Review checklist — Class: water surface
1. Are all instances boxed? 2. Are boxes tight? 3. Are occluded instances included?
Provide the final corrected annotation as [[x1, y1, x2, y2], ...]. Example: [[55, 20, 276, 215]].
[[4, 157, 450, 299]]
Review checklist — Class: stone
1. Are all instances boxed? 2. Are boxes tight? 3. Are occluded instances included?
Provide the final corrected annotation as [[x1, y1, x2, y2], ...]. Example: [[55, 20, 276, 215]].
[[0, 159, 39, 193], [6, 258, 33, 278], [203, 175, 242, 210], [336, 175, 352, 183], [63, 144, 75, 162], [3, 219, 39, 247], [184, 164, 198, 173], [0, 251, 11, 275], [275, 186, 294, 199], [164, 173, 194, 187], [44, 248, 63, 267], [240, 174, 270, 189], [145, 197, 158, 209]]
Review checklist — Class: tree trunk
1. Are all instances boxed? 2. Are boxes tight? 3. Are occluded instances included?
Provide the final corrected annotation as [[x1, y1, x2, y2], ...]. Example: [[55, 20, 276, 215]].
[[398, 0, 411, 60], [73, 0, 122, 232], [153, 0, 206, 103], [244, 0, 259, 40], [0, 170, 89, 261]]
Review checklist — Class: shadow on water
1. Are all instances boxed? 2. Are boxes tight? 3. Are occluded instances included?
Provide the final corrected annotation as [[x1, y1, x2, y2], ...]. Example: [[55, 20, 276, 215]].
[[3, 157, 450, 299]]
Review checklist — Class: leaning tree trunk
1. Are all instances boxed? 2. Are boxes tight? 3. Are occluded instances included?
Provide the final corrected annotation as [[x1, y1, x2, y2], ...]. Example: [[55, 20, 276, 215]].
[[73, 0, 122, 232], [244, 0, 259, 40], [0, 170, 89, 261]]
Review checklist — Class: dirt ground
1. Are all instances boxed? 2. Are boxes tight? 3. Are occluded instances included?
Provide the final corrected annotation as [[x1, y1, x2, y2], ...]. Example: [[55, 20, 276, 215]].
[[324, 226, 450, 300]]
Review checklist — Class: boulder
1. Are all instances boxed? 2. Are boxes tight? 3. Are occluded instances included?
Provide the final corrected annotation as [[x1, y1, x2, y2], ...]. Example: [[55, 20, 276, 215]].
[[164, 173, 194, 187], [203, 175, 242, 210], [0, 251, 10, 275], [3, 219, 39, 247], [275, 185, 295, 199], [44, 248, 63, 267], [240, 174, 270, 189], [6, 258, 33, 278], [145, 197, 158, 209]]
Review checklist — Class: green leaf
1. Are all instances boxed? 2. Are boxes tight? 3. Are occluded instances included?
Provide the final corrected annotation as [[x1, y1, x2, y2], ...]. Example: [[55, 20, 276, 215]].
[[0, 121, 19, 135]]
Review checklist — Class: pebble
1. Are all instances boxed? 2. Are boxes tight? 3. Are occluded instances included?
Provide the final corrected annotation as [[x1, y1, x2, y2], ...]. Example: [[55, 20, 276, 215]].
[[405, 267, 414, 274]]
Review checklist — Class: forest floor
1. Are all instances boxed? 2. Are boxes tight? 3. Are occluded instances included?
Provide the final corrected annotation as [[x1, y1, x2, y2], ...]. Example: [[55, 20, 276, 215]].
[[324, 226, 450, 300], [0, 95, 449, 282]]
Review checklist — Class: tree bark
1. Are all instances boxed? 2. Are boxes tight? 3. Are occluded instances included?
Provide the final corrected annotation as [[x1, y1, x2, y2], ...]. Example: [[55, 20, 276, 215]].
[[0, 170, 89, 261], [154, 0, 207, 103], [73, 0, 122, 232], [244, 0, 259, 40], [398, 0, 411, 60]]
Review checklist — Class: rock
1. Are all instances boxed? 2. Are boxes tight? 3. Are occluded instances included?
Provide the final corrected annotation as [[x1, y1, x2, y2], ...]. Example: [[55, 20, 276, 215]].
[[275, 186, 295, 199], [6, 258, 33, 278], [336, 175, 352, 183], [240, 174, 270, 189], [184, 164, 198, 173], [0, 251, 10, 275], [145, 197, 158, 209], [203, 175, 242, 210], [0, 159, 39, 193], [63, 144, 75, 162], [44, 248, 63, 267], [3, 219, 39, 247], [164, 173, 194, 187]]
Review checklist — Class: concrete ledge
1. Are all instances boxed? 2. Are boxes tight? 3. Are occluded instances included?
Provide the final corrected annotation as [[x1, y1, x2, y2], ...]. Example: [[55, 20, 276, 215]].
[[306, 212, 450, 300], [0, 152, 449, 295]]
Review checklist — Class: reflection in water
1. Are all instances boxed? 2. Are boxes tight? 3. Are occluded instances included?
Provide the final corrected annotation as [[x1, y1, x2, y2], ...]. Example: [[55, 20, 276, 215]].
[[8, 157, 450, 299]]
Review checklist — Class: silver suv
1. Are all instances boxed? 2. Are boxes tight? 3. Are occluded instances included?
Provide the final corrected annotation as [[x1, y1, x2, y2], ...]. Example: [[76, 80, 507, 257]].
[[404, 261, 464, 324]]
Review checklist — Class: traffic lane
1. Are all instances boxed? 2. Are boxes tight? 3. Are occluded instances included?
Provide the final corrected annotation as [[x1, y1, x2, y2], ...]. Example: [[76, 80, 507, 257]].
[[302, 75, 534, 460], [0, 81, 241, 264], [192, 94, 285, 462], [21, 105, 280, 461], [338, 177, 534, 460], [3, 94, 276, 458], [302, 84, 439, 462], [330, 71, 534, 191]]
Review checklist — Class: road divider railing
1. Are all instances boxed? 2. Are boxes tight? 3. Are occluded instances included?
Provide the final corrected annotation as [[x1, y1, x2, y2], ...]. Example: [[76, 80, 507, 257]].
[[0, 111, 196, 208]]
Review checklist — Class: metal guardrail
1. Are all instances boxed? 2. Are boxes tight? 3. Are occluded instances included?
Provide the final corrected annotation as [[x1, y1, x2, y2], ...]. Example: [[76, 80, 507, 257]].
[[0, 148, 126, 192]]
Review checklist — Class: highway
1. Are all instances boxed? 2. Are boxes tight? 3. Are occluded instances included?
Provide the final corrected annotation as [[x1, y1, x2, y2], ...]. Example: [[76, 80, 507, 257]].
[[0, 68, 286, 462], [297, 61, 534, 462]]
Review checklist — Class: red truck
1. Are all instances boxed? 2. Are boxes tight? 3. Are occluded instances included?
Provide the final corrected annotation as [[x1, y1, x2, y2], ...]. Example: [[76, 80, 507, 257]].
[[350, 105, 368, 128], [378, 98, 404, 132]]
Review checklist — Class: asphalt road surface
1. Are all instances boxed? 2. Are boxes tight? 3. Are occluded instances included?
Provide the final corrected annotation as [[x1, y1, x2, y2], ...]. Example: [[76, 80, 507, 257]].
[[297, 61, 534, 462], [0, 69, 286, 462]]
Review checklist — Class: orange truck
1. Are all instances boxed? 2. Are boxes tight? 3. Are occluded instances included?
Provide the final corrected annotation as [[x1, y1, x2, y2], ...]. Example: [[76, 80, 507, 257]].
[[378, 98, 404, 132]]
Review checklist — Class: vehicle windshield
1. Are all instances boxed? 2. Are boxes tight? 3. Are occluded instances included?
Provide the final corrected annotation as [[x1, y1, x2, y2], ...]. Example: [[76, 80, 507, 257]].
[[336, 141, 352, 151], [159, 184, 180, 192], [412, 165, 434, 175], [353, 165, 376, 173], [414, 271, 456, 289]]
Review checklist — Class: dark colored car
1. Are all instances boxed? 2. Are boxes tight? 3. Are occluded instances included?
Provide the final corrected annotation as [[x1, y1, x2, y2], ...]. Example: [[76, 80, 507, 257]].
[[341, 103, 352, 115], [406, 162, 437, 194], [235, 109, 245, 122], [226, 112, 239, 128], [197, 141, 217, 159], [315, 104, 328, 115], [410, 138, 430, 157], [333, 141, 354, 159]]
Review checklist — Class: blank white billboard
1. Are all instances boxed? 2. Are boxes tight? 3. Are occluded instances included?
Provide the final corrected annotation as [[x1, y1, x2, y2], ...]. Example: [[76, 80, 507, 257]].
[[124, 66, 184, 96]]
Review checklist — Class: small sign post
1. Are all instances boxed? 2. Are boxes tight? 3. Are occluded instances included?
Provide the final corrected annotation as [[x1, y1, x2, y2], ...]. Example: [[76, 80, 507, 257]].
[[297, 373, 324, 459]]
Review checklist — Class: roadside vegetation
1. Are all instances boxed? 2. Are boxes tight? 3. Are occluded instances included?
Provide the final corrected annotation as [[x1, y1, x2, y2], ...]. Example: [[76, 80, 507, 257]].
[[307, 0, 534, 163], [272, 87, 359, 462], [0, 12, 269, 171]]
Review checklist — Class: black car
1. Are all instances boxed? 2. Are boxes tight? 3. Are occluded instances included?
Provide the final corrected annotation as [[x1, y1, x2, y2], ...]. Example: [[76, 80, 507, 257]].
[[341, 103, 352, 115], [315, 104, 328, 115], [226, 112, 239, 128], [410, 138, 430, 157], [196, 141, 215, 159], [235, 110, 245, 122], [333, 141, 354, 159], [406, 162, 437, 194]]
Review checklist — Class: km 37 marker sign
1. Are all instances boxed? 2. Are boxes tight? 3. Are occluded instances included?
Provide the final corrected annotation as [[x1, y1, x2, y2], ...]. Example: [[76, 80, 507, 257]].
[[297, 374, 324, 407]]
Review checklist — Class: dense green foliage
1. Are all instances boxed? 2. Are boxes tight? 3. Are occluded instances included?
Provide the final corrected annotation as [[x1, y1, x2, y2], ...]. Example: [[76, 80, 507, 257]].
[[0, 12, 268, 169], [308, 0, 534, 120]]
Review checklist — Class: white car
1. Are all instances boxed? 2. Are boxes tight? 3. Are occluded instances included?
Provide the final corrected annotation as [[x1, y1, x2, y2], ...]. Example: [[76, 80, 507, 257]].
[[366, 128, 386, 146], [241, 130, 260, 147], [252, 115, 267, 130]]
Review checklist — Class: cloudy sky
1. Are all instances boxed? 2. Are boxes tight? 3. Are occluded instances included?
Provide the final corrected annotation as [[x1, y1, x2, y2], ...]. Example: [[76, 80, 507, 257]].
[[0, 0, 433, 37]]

# # # # # # #

▸ AIM
Could you quote, without any change, the part of the rows above that opens with the line containing "Review checklist — Class: vehicle windshield" and closes with the line containing "141, 354, 159]]", including both of those lines?

▸ COMPLETE RESPONSE
Review checklist — Class: vehicle windshield
1. Are all instances boxed? 2. Are boxes tight? 3. Are occluded instances included?
Provide the final corrected annotation as [[x1, y1, x2, y2], ...]. Example: [[76, 80, 507, 257]].
[[336, 141, 352, 151], [159, 184, 180, 192], [412, 165, 434, 175], [353, 165, 376, 173], [414, 271, 456, 289]]
Review checklist — Class: dark colored car
1. Are all instances boxed? 2. Are boxes tight? 3. Are occluded instances included?
Provide the final corrected annotation as [[x1, y1, x2, y2], ...]. Example: [[76, 80, 507, 257]].
[[341, 103, 352, 115], [406, 162, 437, 194], [235, 109, 245, 122], [226, 112, 239, 128], [197, 141, 217, 159], [315, 104, 328, 115], [410, 138, 430, 157], [333, 141, 354, 159]]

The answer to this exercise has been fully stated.